Adaptive Fraud Detection in DeFi Using Heterogeneous Temporal Graph Neural Networks (HTGNNs)

A complete end‑to‑end system for detecting fraudulent accounts in Ethereum DeFi using a Heterogeneous Temporal Graph Neural Network. The model captures both the heterogeneous structure (wallets, contracts, tokens) and the temporal dynamics of blockchain transactions. A self‑evolving knowledge graph (Neo4j) stores node properties and enables adaptive fine‑tuning based on user feedback, all presented through an interactive Streamlit dashboard.

Features

Heterogeneous Temporal GNN – Models wallets, contracts, and tokens with timestamped edges.
Temporal Edge Masking – Only transactions before the node’s last activity are considered during inference.
Adaptive Engine – Fine‑tunes the model on a single confirmed fraud example (low learning rate, 15 epochs) without catastrophic forgetting.
Neo4j Knowledge Graph – Stores all node properties and fraud labels; supports temporal subgraph queries via APOC.
Streamlit Dashboard – Interactive address analysis, risk scoring, 1‑hop subgraph visualisation, and fine‑tuning.

* STORED RECORDS:
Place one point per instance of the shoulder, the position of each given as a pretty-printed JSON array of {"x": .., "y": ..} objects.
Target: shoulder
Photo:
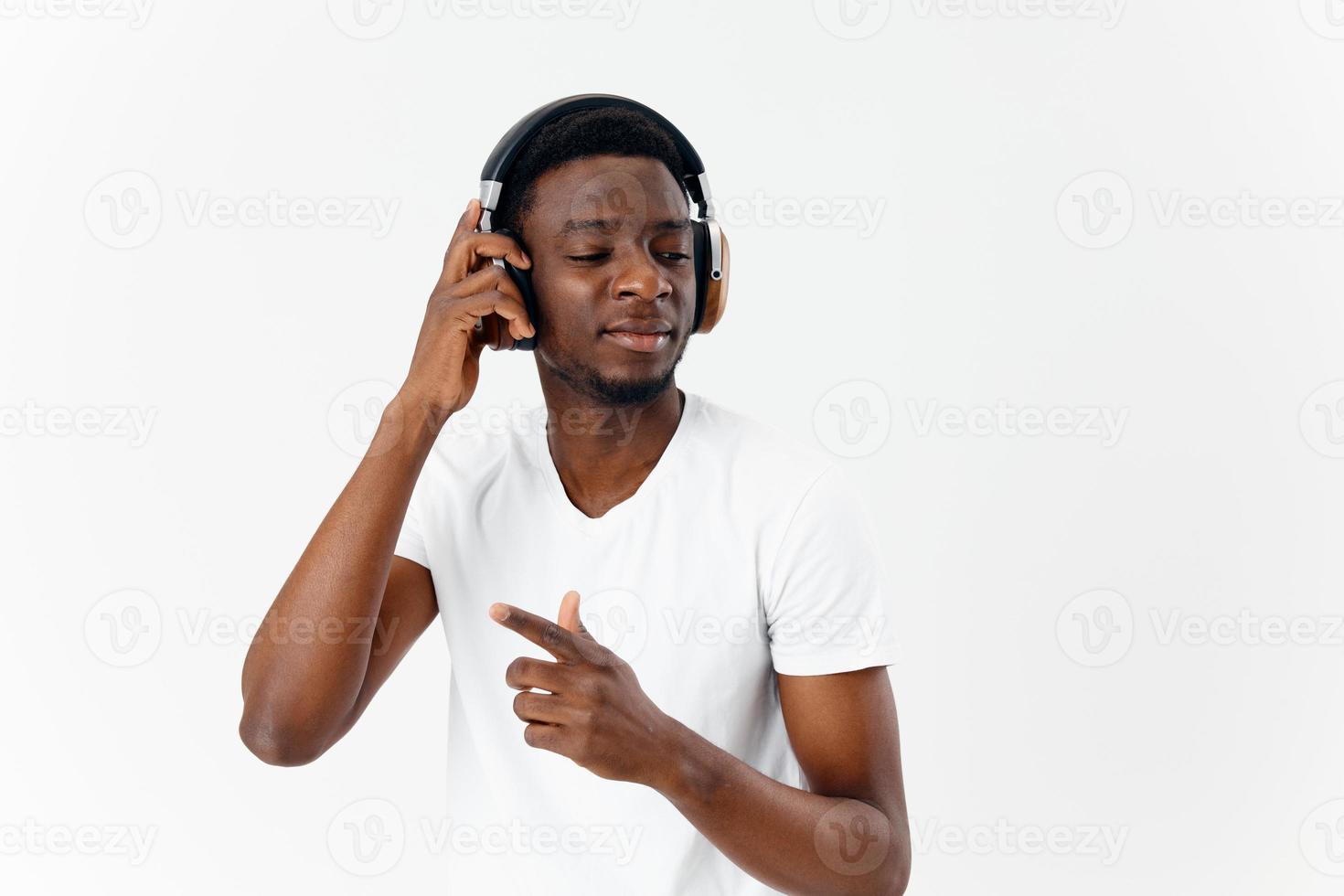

---

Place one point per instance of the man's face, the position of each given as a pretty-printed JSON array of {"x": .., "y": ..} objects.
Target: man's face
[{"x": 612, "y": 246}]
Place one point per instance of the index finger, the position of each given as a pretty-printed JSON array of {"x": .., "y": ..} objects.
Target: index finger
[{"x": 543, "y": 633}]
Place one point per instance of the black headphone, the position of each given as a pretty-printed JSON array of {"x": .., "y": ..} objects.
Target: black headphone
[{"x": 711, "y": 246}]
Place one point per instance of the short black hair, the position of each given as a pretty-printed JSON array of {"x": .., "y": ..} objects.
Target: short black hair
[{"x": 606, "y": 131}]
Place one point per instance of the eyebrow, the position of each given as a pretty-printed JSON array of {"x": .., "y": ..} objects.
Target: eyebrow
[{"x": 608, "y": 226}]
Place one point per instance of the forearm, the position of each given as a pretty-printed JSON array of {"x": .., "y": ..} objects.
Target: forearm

---

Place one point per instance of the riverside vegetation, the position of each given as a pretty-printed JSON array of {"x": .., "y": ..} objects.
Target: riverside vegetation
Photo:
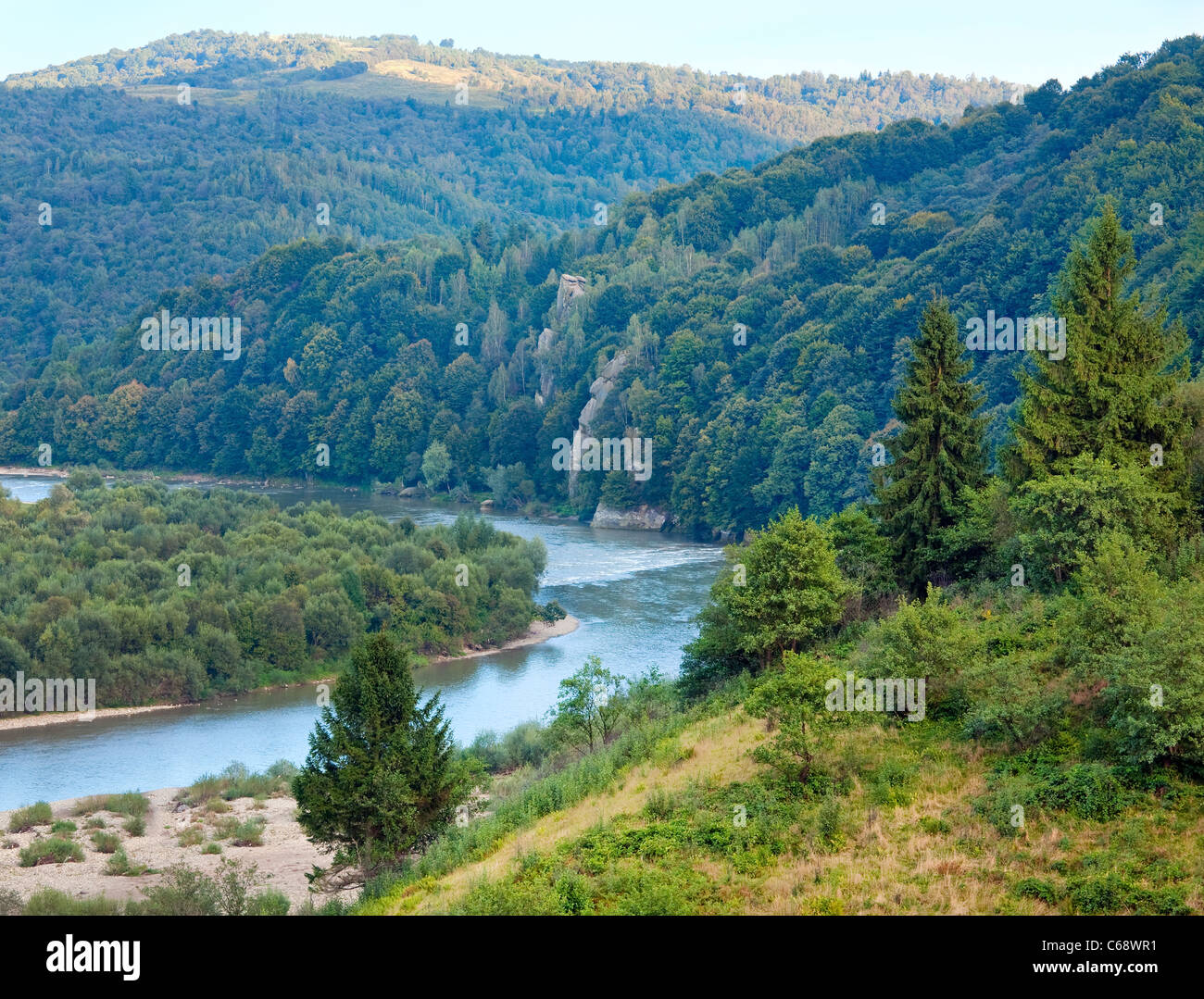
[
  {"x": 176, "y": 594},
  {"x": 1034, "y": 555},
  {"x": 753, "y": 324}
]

* DIRECTIONS:
**a)** Reproduce the stretch of the DeFi fraud detection overview from "A complete end‑to‑end" through "with timestamped edges.".
**b)** Resume the DeFi fraud detection overview at the point where it stops.
The rows come from a separate source unrelated to the DeFi fraud detection overview.

* RESULTS BY TASK:
**a)**
A complete end‑to‑end system for detecting fraudulent accounts in Ethereum DeFi using a Heterogeneous Temporal Graph Neural Network. The model captures both the heterogeneous structure (wallets, contracts, tokens) and the temporal dynamics of blockchain transactions. A self‑evolving knowledge graph (Neo4j) stores node properties and enables adaptive fine‑tuning based on user feedback, all presented through an interactive Streamlit dashboard.

Features

Heterogeneous Temporal GNN – Models wallets, contracts, and tokens with timestamped edges.

**b)**
Extensive Baselines – Logistic Regression, XGBoost, GCN, GAT, RGCN, and ablation studies (8‑feature HTGNN, no‑temporal HTGNN).
Reproducible Results – All metrics (AUPRC, confusion matrices, ROC, PR curves) saved to results/.

Architecture

The interaction between the Streamlit UI, Neo4j Knowledge Graph, and the HTGNN inference engine.

Requirements

Python 3.10 (3.11+ may work but untested)
Neo4j 5.x with APOC plugin installed
Git (for cloning)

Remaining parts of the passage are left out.